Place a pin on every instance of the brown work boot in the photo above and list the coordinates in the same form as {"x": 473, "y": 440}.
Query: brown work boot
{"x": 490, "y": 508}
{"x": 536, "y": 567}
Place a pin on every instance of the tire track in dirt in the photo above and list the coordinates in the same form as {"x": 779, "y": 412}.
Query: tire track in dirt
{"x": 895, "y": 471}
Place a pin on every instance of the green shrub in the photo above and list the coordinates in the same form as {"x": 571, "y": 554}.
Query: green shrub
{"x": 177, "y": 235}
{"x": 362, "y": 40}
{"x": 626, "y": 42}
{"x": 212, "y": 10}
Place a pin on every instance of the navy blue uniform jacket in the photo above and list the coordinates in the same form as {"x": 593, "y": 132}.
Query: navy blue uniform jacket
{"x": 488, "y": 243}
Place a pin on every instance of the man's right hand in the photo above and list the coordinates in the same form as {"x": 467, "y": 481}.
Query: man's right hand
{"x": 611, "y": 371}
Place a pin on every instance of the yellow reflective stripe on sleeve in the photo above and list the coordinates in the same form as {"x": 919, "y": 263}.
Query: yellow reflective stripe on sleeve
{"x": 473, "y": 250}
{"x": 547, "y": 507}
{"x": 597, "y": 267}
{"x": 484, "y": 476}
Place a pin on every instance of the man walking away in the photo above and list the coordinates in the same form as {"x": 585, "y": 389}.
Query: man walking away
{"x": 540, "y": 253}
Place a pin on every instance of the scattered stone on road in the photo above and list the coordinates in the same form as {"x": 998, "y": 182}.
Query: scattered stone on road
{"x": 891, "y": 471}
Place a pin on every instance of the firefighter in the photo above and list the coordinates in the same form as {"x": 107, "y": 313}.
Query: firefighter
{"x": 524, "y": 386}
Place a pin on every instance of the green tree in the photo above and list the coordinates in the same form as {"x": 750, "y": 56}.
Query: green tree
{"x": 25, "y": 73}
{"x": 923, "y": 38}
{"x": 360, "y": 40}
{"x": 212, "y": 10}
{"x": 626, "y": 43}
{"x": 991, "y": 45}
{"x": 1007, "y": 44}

...

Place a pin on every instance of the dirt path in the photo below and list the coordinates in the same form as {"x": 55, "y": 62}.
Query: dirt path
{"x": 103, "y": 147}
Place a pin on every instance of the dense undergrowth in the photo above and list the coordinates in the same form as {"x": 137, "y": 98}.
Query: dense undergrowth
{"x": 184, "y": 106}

- _Instructions for the task_:
Copy out every line in the records above that contains the word "undergrowth".

- _Expected output_:
Place a pin on every instance of the dense undergrowth in the photo above and list the coordinates in the same form as {"x": 137, "y": 98}.
Query: dense undergrowth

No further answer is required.